» **What you need to do**:
Set down each entry as it stands. Skip the pictures.

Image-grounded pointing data
★ ★ ★

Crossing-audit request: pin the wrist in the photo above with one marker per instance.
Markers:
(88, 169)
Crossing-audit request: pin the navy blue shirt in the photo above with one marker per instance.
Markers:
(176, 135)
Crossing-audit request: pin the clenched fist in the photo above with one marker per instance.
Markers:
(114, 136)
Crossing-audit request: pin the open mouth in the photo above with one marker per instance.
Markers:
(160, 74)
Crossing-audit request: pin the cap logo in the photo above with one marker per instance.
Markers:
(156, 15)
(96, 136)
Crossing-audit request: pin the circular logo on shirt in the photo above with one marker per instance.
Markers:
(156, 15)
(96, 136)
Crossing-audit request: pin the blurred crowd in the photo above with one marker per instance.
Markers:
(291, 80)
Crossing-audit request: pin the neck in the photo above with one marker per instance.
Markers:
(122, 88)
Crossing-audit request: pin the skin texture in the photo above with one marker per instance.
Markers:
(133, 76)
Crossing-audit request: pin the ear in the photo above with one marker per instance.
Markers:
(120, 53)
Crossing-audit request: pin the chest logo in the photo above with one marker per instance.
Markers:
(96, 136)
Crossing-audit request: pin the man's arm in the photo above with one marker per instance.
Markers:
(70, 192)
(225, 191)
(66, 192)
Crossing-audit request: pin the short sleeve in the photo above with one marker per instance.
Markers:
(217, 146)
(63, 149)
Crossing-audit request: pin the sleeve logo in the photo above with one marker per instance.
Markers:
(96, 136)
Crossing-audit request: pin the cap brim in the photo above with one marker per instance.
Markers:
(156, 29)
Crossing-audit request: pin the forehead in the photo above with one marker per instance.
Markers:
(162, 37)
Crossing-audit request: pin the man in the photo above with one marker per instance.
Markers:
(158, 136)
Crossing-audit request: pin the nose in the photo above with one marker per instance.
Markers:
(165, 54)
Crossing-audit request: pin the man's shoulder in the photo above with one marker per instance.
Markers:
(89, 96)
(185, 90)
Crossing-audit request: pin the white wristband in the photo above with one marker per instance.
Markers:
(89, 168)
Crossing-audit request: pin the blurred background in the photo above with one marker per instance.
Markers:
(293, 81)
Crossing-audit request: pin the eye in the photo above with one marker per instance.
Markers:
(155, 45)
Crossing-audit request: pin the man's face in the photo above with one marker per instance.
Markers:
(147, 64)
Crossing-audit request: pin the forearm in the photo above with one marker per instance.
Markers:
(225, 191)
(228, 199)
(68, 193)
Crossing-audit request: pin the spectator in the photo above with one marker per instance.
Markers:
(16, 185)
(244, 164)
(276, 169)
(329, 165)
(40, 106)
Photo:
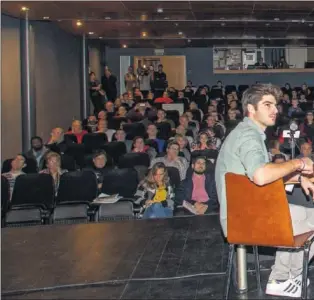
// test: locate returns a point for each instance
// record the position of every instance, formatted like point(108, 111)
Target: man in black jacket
point(197, 192)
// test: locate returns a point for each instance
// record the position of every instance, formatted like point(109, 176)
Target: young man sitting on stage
point(244, 152)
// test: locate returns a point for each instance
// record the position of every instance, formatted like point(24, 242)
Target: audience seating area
point(35, 201)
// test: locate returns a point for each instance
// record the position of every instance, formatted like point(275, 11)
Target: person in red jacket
point(164, 99)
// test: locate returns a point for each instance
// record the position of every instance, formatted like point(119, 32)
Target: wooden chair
point(260, 216)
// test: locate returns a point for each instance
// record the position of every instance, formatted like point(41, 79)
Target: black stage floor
point(75, 261)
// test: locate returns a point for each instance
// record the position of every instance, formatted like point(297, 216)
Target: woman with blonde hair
point(53, 163)
point(155, 193)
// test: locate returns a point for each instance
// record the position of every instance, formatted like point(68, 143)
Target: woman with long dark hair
point(155, 193)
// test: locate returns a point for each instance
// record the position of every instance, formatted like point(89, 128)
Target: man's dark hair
point(255, 93)
point(279, 156)
point(99, 153)
point(36, 138)
point(196, 158)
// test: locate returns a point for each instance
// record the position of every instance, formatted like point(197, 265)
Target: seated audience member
point(294, 109)
point(120, 136)
point(103, 128)
point(202, 142)
point(164, 99)
point(122, 112)
point(99, 166)
point(196, 124)
point(193, 107)
point(91, 125)
point(77, 130)
point(307, 127)
point(53, 163)
point(198, 188)
point(216, 126)
point(155, 193)
point(37, 152)
point(274, 149)
point(306, 151)
point(138, 146)
point(152, 135)
point(56, 142)
point(183, 142)
point(17, 164)
point(172, 159)
point(102, 115)
point(109, 106)
point(181, 130)
point(279, 158)
point(161, 117)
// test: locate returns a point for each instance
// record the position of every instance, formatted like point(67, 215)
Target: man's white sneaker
point(289, 288)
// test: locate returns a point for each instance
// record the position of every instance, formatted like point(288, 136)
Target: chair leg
point(257, 268)
point(229, 271)
point(306, 255)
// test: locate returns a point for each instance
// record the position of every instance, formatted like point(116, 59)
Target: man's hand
point(307, 166)
point(307, 186)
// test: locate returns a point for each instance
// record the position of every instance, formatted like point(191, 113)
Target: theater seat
point(32, 201)
point(76, 192)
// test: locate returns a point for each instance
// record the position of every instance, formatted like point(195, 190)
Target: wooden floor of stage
point(87, 261)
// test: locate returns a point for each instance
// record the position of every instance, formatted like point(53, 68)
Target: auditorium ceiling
point(177, 23)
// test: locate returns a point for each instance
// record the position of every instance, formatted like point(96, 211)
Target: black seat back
point(115, 150)
point(174, 176)
point(120, 181)
point(164, 130)
point(129, 160)
point(78, 186)
point(94, 141)
point(33, 190)
point(134, 129)
point(5, 195)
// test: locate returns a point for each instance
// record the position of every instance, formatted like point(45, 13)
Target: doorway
point(174, 67)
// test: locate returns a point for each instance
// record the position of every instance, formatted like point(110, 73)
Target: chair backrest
point(5, 193)
point(129, 160)
point(33, 190)
point(120, 181)
point(134, 129)
point(115, 150)
point(257, 215)
point(78, 186)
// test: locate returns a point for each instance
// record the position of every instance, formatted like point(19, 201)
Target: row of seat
point(34, 202)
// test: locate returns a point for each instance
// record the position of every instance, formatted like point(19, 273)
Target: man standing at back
point(244, 152)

★ ★ ★

» **Solution to this task**:
Crossing-audit request: pin the wrist in the photo above with one marker per instance.
Markers:
(88, 169)
Crossing-audit request: pin the navy blue shirt in the photo above with one marker per instance.
Markers:
(176, 135)
Crossing-audit request: pin the clenched fist in the photo above with one marker per instance.
Markers:
(114, 136)
Crossing-audit request: pin the open mouth in the photo above with one marker per instance.
Markers:
(160, 74)
Crossing-audit request: pin the cap logo in the photo above with one marker per instance.
Markers:
(156, 15)
(96, 136)
Crossing-audit request: pin the circular logo on shirt in the photo above with one marker per instance.
Markers:
(156, 15)
(96, 136)
Crossing-audit request: pin the blurred crowd in the photo above with one marker per instance.
Markers:
(291, 80)
Crossing-audit request: pin the neck in the photo above with one marker per instance.
Markers:
(122, 88)
Crossing-audit request: pin the skin texture in the photo above with one marker per instance.
Markers:
(133, 76)
Crossing-audit request: pin the ear in the photo above with one marker per instance.
Markers:
(120, 53)
Crossing-audit request: pin the chest logo in the photo above with one marker per instance.
Markers:
(96, 136)
Crossing-audit request: pin the man's arm in the photo above with one marker per instance.
Markers:
(70, 192)
(225, 191)
(66, 192)
Crossing-audit request: pin the short sleeve in the photo above with one marker per instance.
Markers:
(217, 146)
(63, 149)
Crossing-audit request: pin the sleeve logo in the photo above with one marker per instance.
Markers:
(96, 136)
Crossing-audit request: pin the cap brim in the photo above with one marker per instance.
Markers:
(156, 29)
Crossing-audit request: pin the forehead in the photo above with one marker per instance.
Markers:
(162, 37)
Crossing-audit request: pin the man in the photo above with one marker per instance.
Markers:
(158, 136)
Crossing-audit request: pin the nose in the photo above with one marker per instance.
Markers:
(165, 54)
Crossing-audit request: pin the man's shoulder in the photo above with one marker per instance.
Markers:
(89, 96)
(185, 90)
Crossing-audit request: pin the white wristband in the photo above with one marker per instance.
Markers:
(89, 168)
Crossing-audit request: pin the blurred background in the photo above with one marker per instance.
Markers:
(293, 81)
Crossing-audit request: pin the eye in the photo above with one marker per instance.
Markers:
(155, 45)
Crossing-audit request: pin the man's face in the photo above with one marker per instance.
Markers:
(147, 64)
Crossing-audit request: pin the forearm in the photo above with one marker per instance.
Markers:
(225, 191)
(228, 199)
(68, 193)
Crossing-audit request: pin the spectator in the photo above with one marker per instance.
Markers:
(16, 185)
(244, 164)
(276, 169)
(329, 165)
(40, 106)
Photo:
// test: locate returns a point for each instance
// record the position of every instance, formatted like point(108, 111)
Target: man in black jacket
point(197, 192)
// test: locate returns a point for each instance
// record the position of every instance, formatted like point(109, 176)
Target: young man sitting on stage
point(244, 152)
// test: locate returns a point for each instance
// record the position of every instance, formatted like point(24, 242)
Target: audience seating area
point(35, 201)
// test: locate returns a point for each instance
// record the position of every instance, formatted like point(275, 11)
Target: person in red jacket
point(164, 99)
// test: locate returns a point for each instance
// record the position of every instance, formatted like point(119, 32)
Target: wooden chair
point(260, 216)
// test: locate returns a point for each instance
// record the position of every instance, formatted like point(41, 79)
Target: black stage floor
point(75, 261)
// test: locate returns a point for each instance
// record the position of every instance, formatted like point(297, 216)
Target: woman with blonde hair
point(53, 163)
point(155, 193)
// test: locate returns a point for each instance
// record the position of every instance, formatted like point(68, 143)
Target: woman with long dark hair
point(155, 193)
// test: locate returns a point for each instance
// record the position of every instance, formatted like point(89, 128)
Target: man's dark hair
point(255, 93)
point(279, 156)
point(99, 153)
point(36, 138)
point(196, 158)
// test: locate returns a point for each instance
// record the position of every instance, formatted like point(197, 265)
Target: seated audience member
point(294, 109)
point(120, 136)
point(103, 128)
point(202, 142)
point(164, 99)
point(122, 112)
point(99, 166)
point(196, 124)
point(193, 107)
point(91, 125)
point(77, 130)
point(307, 127)
point(53, 163)
point(198, 188)
point(216, 126)
point(155, 193)
point(37, 152)
point(274, 149)
point(306, 151)
point(138, 146)
point(152, 135)
point(56, 142)
point(183, 142)
point(17, 164)
point(172, 159)
point(102, 115)
point(109, 106)
point(181, 130)
point(279, 158)
point(161, 117)
// test: locate returns a point for each instance
// record the position of every instance, formatted like point(67, 215)
Target: man's white sneaker
point(289, 288)
// test: locate returns a point for each instance
// record the position of every instance, formatted like point(288, 136)
Target: chair leg
point(257, 268)
point(229, 271)
point(306, 255)
// test: locate returns a point for each instance
// record the position of every instance, formatted like point(116, 59)
Target: man's hand
point(307, 166)
point(307, 186)
// test: locate returns a point for each instance
// record the position of every instance, formatted like point(191, 113)
Target: theater seat
point(32, 201)
point(76, 192)
// test: locate returns a point for each instance
// record the position of every instance, formatted like point(195, 190)
Target: wooden floor of stage
point(87, 261)
// test: locate returns a point for each instance
// record the position of every instance, formatted like point(53, 68)
Target: auditorium ceiling
point(177, 23)
// test: locate returns a point for each instance
// record the position of every instance, formatted like point(96, 211)
Target: black seat back
point(115, 150)
point(174, 176)
point(120, 181)
point(164, 130)
point(129, 160)
point(78, 186)
point(94, 141)
point(33, 190)
point(134, 129)
point(5, 195)
// test: locate returns a point for each instance
// record the position of every instance, formatted like point(45, 13)
Target: doorway
point(174, 67)
// test: locate returns a point for each instance
// record the position of every instance, formatted like point(110, 73)
Target: chair backrest
point(5, 193)
point(129, 160)
point(33, 190)
point(120, 181)
point(134, 129)
point(115, 150)
point(257, 215)
point(78, 186)
// test: locate returns a point for each instance
// record the position of every instance, formatted like point(19, 201)
Target: row of seat
point(34, 202)
// test: locate returns a point for each instance
// record the position of every instance, formatted like point(19, 273)
Target: man standing at back
point(244, 152)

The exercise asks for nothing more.